§ **Extracted information**:
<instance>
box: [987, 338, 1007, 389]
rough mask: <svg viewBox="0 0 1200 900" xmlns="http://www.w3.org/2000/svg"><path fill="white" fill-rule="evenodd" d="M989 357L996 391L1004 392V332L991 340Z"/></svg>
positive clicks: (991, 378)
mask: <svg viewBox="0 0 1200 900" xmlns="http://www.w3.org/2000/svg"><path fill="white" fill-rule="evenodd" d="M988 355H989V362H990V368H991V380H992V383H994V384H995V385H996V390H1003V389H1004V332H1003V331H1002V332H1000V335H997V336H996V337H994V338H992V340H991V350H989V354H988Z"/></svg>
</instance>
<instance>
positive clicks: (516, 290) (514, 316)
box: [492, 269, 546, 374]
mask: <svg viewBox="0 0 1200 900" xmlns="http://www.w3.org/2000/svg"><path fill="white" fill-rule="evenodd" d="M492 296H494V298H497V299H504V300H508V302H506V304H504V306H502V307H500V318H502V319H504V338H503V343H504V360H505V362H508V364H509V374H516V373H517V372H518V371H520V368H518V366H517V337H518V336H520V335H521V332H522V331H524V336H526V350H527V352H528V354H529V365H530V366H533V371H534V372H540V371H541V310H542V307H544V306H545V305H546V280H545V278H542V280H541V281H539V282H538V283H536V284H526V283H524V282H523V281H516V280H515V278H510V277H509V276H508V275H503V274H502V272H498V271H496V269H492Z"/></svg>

§ **Activity**:
From the top of the material above, please transcribe each line exactly. Include the line with "positive clicks: (516, 290) (514, 316)" and end there.

§ **Answer section**:
<instance>
box: [987, 338, 1007, 389]
rough mask: <svg viewBox="0 0 1200 900" xmlns="http://www.w3.org/2000/svg"><path fill="white" fill-rule="evenodd" d="M989 357L996 391L1004 392V332L991 340Z"/></svg>
positive clicks: (991, 378)
mask: <svg viewBox="0 0 1200 900" xmlns="http://www.w3.org/2000/svg"><path fill="white" fill-rule="evenodd" d="M988 355H989V362H990V368H991V380H992V383H994V384H995V385H996V390H1003V389H1004V332H1003V331H1002V332H1000V335H997V336H996V337H994V338H992V340H991V350H989V354H988Z"/></svg>
</instance>
<instance>
positive clicks: (516, 290) (514, 316)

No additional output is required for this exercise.